### Opdrachten:
a - Geef uit de tekst over de verdeling van de gemeenschap woord voor woord alles weer vanaf "rekening-courant schuld;" tot en met "geldlening bij de B.V.".
b - Beantwoord de volgende vragen over de tekst over de verdeling van de gemeenschap.
(i) Welke datum geldt als peildatum voor de omvang en samenstelling van de gemeenschap?
(ii) Van welke jaren zijn de belastingaanslagen die partijen als schuld in de gemeenschap noemen?
(iii) Tot wanneer kan de vrouw volgens de rechtbank in de echtelijke woning blijven wonen?
c - Pak de tekst over de verdeling van de gemeenschap weer op en schrijf verder vanaf de laatste zin.

### Geselecteerde tekst:

# # # # #

De rechtbank overweegt dat voor de omvang en samenstelling van de gemeenschap als peildatum 1 oktober 2018, de datum van indiening van het verzoek tot echtscheiding, geldt. Voor de waardering geldt – voor zover de man en de vrouw niet anders overeenkomen – de datum van de feitelijke verdeling als peildatum.

Omvang

De man en de vrouw hebben de volgende vermogensbestanddelen opgevoerd die (eventueel) in de verdeling moeten worden betrokken:

  1. de echtelijke woning aan de [adres echtelijke woning] ( [plaats echtelijke woning]

  2. verzekering [naam verzekerinsgmij] ;

  3. bankrekeningen;

  4. Nissan Micra (kenteken [kenteken 1] );

  5. Nissan Micra (kenteken [kenteken 2] ;

  6. inboedel echtelijke woning;

  7. inboedel huurwoning;

  8. recreatieplek [adres recreatieplek] te [plaatsnaam recreatieplek] ;

  9. aandelen in [bedrijfsnaam 1] B.V.;

  10. lijfrentes.

Hiernaast hebben partijen gesteld dat de volgende schulden in de gemeenschap vallen:

de hypothecaire geldlening verbonden aan de echtelijke woning;

rekening-courant schuld;

geldlening (bij de B.V.) i.v.m. financiering echtelijke woning;

geldlening (bij de B.V.) i.v.m. financiering recreatieplek;

belastingaanslagen 2017 en 2018.

De echtelijke woning, de hypothecaire geldlening en de geldlening bij de B.V.

De man en de vrouw zijn het erover eens dat de echtelijke woning moet worden verkocht. Partijen hebben tijdens de zitting afgesproken dat zij zich tot [naam makelaarskantoor] zullen wenden om gezamenlijk een opdracht tot verkoop te verstrekken. De rechtbank gaat ervan uit dat beide partijen hun medewerking zullen verlenen aan de voor de verkoop noodzakelijke handelingen en dat zij de adviezen van de makelaar hierbij zullen volgen. De rechtbank ziet geen aanleiding om – zoals de vrouw wenst – te bepalen dat de vrouw tot zes maanden na inschrijving van de echtscheidingsbeschikking in de registers van de burgerlijke stand in de echtelijke woning mag blijven wonen. De rechtbank acht het in het belang van beide partijen dat zij voortvarend te werk gaan bij de verkoop van de echtelijke woning. Daartoe overweegt de rechtbank dat zij voor de feitelijke verdeling over liquide middelen moeten kunnen beschikken. Dit betekent dat de vrouw in de echtelijke woning kan blijven wonen tot de woning is verkocht en geleverd aan een derde, waartegen de man bovendien geen bezwaar heeft.

# # # # #

### Gegevensverzameling:
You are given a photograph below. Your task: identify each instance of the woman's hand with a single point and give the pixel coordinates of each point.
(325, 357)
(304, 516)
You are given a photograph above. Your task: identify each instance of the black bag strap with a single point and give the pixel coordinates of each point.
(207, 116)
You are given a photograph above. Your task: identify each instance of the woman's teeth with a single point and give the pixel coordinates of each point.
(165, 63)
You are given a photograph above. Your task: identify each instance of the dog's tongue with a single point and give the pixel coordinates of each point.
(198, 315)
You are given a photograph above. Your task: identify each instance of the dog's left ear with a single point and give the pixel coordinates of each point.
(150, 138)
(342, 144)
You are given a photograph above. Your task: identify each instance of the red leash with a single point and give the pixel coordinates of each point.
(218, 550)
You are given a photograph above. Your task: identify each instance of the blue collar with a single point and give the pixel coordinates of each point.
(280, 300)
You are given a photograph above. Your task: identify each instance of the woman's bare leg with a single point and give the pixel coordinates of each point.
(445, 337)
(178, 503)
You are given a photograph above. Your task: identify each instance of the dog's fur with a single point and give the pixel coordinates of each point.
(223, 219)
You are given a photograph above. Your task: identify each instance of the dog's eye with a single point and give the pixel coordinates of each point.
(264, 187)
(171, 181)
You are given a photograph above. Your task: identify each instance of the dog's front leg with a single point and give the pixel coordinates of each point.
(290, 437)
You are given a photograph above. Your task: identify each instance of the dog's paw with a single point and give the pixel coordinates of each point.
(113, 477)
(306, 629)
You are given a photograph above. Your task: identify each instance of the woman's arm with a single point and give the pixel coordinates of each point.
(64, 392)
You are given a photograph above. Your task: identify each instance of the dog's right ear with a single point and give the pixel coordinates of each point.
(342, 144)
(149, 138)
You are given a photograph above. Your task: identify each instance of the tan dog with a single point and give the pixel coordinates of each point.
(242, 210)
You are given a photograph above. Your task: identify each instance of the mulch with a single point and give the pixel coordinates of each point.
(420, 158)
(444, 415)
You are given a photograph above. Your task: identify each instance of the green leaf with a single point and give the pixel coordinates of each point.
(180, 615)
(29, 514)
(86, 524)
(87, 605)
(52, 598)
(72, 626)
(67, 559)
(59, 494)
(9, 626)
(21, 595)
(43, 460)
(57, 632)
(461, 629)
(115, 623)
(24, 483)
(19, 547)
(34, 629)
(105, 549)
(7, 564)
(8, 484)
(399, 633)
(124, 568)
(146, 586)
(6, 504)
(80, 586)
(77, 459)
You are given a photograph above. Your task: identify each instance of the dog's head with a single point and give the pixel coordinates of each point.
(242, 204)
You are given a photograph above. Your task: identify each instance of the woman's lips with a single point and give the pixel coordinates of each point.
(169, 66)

# # # # #

### Antwoorden op volgorde:
a -
rekening-courant schuld;

geldlening (bij de B.V.) i.v.m. financiering echtelijke woning;

geldlening (bij de B.V.) i.v.m. financiering recreatieplek;

belastingaanslagen 2017 en 2018.

De echtelijke woning, de hypothecaire geldlening en de geldlening bij de B.V.

b -
(i) 1 oktober 2018, de datum van indiening van het verzoek tot echtscheiding.
(ii) 2017 en 2018.
(iii) Tot de woning is verkocht en geleverd aan een derde.

c -
Partijen moeten bij verkoop en levering van de woning aan een derde de hypothecaire geldlening bij Florius ( [rekeningnummer 7] en [rekeningnummer 6] ) van € 274.236,55 en de lening bij [bedrijfsnaam 1] B.V. (lening u/g [Y] ( [adres echtelijke woning] ) van € 103.476,- aflossen. Zij zullen hiervoor de verkoopopbrengst moeten aanwenden. Partijen zijn vervolgens ieder voor de helft gerechtigd tot de resterende overwaarde (te weten de verkoopopbrengst minus de verkoopkosten en minus voornoemde (hypothecaire) leningen).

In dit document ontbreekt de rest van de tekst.